The bill would amend the Support and Parenting Time Enforcement Act by adding a new section pertaining to the development of a child support arrearage payment plan.  Specifically, the bill states that a payer who has an arrearage under a support order could file a motion with the circuit court for a payment plan to pay the arrearage and discharge or abate arrearages. 

The court would approve of the plan if (1) the arrearage is owed to an individual payee and the payee consents to the plan (and does not consent to the plan out of fear, coercion, or duress) or (2) the arrearage is owed to the state or a political subdivision and the arrearage did not arise out of an action by the payer to avoid payment; the payer does not have the ability to pay the arrearage other than through the payment plan; the payment plan will pay a reasonable portion of the arrearage over a reasonable time, based on the payer’s ability to pay; and the Office of Child Support has received notice of the payer’s intent to petition the court and within 56 days executed a waiver consenting to the court. [By executing the waiver, the office of child support would consent to a compromise of arrearages that the court orders after considering the payer’s motion.  If the office does not consent to a compromise of arrearages, the office would notify the payer within 56 days].

[What you will do]
1 – According to the bill summary, within how many days would the Office of Child Support notify the payer if it does not consent to a compromise of arrearages?
2 – Translate this sentence from the bill summary into Spanish: "If the office does not consent to a compromise of arrearages, the office would notify the payer within 56 days."
3 – Continue the bill summary on child support arrearage payment plans from the point where it stops.
The items that follow come from a separate source unrelated to the bill summary.

(Records drawn from a data source)
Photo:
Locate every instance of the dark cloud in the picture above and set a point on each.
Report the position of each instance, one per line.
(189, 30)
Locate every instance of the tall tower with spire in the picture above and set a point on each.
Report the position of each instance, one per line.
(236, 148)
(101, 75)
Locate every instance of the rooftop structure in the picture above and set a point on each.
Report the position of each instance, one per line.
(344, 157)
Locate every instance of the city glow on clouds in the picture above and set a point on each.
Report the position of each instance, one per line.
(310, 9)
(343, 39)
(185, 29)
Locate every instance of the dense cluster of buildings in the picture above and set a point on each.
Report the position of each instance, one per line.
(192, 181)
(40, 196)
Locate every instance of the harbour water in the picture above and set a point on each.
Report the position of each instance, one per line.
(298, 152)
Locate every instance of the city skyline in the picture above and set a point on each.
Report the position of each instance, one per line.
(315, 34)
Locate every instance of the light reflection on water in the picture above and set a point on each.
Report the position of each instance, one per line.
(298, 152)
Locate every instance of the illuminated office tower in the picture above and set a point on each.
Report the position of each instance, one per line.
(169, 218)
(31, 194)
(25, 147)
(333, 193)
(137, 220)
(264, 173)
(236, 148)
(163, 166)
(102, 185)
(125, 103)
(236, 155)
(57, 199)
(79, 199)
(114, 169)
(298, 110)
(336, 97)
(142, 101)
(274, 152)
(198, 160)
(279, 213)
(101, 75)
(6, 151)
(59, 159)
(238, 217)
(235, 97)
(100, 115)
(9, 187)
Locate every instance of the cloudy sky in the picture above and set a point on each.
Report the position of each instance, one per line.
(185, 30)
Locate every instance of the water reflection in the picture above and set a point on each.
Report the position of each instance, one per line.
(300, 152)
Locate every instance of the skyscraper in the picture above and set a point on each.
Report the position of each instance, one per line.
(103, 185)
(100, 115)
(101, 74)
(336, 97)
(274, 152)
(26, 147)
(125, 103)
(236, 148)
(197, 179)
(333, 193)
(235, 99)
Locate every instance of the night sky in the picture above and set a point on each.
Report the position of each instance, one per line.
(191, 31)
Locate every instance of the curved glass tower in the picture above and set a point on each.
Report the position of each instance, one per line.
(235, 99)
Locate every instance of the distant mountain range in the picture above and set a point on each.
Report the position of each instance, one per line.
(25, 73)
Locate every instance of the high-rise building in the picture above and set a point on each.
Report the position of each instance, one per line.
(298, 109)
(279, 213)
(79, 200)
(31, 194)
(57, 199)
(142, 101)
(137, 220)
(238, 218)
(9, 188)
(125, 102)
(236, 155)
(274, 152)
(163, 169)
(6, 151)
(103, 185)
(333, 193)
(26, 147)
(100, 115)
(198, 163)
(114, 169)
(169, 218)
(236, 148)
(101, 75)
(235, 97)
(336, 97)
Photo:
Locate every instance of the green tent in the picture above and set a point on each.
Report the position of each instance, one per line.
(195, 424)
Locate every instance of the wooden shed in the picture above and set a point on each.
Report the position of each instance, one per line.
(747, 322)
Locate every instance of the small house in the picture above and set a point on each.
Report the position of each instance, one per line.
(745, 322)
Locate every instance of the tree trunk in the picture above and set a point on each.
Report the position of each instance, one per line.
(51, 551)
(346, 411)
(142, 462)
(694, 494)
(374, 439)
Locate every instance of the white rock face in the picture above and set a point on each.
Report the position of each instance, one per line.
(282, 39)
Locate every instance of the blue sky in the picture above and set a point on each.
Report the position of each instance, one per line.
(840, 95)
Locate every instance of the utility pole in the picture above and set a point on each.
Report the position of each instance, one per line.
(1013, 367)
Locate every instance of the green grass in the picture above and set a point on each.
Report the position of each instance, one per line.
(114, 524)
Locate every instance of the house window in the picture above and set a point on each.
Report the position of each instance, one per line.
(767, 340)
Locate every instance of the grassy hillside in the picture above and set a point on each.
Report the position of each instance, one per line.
* * *
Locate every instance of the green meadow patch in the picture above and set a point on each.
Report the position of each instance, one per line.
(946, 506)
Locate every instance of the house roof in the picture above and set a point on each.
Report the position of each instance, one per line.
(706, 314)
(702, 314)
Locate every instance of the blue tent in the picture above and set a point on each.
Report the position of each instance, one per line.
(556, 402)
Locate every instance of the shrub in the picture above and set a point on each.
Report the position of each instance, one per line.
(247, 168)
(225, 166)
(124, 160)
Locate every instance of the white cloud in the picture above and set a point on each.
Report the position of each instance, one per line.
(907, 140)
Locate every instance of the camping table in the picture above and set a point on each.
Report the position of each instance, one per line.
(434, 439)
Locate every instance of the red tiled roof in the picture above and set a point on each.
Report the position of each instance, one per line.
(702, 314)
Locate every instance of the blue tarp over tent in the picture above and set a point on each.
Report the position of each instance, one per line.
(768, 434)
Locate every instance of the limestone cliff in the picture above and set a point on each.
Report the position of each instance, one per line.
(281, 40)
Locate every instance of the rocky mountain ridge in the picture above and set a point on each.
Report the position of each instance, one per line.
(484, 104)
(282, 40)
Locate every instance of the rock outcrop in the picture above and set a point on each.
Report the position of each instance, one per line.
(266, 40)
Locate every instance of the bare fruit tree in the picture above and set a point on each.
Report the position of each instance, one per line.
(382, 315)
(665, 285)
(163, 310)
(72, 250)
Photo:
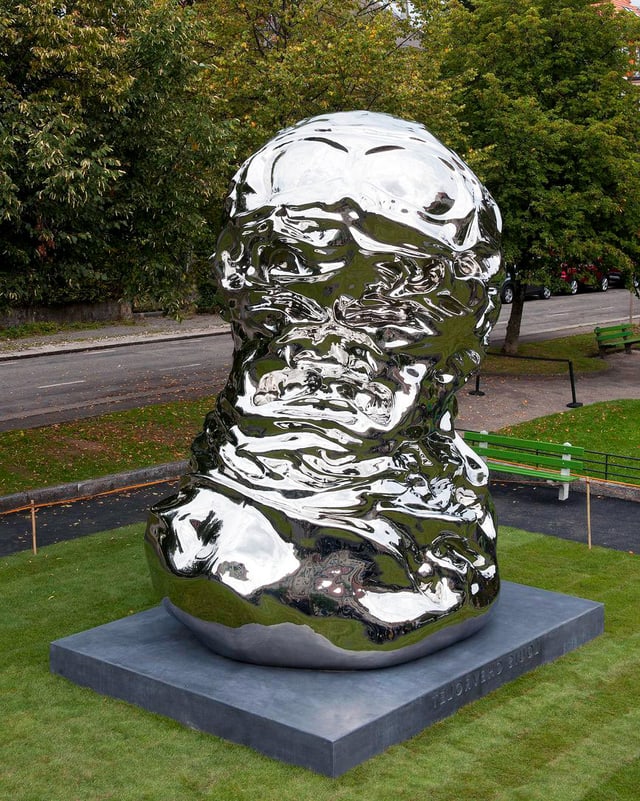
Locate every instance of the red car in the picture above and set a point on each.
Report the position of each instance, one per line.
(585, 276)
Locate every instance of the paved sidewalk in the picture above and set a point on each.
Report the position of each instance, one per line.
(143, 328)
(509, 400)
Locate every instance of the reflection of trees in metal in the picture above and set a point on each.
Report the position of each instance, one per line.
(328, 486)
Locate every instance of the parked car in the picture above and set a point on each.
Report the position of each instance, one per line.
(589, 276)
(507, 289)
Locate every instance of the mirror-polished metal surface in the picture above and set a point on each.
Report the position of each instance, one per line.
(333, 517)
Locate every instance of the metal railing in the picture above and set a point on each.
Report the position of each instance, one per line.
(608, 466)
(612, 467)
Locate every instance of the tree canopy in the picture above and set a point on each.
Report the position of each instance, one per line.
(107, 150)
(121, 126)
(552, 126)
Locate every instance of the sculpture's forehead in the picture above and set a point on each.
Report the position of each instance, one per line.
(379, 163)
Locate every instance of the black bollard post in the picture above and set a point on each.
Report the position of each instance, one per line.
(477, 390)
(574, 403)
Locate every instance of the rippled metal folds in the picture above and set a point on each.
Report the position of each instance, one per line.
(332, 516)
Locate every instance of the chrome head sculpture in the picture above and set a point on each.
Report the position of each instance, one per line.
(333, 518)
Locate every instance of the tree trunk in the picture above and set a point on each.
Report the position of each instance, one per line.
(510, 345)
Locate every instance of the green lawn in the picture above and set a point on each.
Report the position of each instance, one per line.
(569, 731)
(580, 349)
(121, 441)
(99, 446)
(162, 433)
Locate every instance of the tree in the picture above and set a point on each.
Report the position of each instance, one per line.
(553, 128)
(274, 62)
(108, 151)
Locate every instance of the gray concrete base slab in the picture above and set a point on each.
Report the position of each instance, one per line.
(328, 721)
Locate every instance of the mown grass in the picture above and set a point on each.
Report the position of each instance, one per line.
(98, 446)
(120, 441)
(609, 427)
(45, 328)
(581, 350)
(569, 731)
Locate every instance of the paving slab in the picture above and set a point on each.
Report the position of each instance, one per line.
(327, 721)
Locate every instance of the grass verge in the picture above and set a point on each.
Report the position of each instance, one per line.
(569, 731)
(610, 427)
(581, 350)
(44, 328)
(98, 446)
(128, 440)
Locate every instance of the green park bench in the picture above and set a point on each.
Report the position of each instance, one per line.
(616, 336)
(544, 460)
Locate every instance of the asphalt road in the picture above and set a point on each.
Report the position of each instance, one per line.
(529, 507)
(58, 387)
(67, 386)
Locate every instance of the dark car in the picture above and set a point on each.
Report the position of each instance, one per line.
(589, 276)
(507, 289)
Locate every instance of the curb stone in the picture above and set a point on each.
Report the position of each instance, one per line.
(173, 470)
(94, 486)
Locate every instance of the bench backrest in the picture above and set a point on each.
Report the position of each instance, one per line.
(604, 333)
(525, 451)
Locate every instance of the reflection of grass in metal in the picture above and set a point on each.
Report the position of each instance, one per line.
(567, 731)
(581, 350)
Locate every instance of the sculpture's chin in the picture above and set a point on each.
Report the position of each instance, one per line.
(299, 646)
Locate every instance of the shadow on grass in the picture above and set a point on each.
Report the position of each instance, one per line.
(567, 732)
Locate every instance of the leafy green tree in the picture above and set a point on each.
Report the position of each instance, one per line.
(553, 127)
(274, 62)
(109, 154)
* * *
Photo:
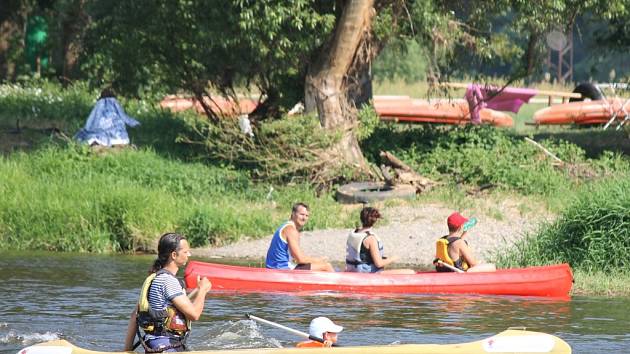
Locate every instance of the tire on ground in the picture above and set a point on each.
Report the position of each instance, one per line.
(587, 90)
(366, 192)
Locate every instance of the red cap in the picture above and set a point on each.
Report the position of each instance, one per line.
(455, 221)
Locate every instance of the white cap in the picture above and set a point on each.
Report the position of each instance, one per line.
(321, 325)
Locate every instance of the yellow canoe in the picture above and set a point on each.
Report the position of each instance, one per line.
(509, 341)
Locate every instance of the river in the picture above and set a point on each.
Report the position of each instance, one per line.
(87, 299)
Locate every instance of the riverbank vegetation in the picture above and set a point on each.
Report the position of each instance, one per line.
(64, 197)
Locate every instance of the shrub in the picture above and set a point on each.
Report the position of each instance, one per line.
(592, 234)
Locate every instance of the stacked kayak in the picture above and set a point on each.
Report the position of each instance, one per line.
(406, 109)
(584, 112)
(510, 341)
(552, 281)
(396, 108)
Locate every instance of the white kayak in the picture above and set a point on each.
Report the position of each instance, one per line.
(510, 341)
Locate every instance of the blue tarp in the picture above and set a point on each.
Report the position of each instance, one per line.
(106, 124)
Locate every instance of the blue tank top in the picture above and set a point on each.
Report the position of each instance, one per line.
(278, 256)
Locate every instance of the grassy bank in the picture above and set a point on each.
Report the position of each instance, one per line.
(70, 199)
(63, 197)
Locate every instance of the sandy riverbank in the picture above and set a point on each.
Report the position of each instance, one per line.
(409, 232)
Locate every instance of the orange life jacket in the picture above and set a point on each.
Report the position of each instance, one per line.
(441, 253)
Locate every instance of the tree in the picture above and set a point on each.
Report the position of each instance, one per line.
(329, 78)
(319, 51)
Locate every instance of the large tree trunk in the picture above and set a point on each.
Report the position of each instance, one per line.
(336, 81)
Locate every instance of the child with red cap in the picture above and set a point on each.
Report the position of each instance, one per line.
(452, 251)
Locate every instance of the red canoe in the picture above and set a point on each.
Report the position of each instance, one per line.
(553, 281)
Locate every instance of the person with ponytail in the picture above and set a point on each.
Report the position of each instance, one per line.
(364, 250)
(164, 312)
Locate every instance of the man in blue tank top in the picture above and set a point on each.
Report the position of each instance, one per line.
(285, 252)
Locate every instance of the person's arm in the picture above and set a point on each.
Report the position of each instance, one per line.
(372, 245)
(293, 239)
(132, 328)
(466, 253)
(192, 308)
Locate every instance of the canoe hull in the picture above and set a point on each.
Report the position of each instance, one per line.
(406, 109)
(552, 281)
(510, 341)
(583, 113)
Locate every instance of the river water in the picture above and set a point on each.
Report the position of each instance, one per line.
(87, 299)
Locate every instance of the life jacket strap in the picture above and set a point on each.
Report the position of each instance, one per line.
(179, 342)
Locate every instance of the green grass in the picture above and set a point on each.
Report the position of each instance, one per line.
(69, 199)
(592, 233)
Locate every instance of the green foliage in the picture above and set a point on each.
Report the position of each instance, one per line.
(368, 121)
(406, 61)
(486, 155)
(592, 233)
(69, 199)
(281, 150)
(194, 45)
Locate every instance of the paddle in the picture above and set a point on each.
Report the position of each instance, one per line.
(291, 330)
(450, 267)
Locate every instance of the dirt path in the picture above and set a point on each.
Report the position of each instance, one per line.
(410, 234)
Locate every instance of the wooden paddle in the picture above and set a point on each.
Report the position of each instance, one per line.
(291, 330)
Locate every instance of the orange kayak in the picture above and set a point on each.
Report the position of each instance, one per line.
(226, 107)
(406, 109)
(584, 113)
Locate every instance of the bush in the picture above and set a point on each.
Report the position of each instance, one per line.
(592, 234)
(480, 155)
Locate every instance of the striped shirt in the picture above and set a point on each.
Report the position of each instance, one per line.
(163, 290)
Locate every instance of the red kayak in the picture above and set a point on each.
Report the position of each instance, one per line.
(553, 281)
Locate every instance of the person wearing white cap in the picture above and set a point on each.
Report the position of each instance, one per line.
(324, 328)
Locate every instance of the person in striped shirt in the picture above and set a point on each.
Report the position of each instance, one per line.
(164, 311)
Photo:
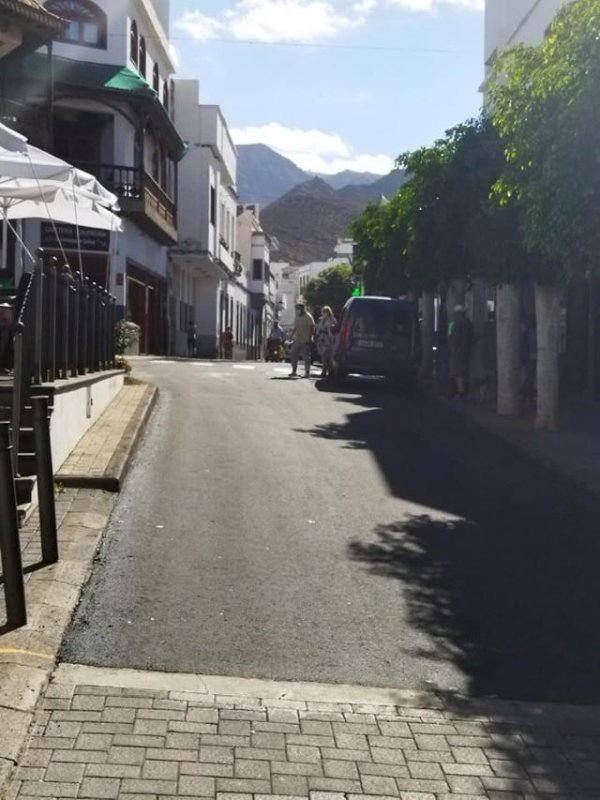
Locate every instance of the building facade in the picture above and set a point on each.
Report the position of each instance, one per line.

[Answers for this exercise]
1 – Within 56 days.

2 – Si la oficina no consiente un compromiso de los atrasos, la oficina notificaría al pagador dentro de un plazo de 56 días.

3 –
In addition to the above requirements, the court would also have to find that the establishment of the payment plan would be in the best interest of the parties and children involved in the matter.    In addition, the court could require certain conditions in the payment plan (in addition to the payment of support) that it determines are in the best interest of a child, such as the payer’s participation in a parenting program, drug or alcohol counseling, anger management classes, a batterer intervention program, and participating in a work program.  

The court would be required to discharge any remaining arrearage if the payer completes the payment plan, and the court would be permitted to enter an order granting relief if the payer substantially completes the payment plan.  However, the plan would have to include a requirement that any arrearage subject to the plan could be reinstated upon motion and hearing for good cause shown at anytime.

 

The provisions added by the bill would not modify the right of a party to receive other child support credits nor prevent the court from correcting a support order under other applicable law or court rule.  Finally, the Family Independence Agency would have to designate an office to receive service of a motion.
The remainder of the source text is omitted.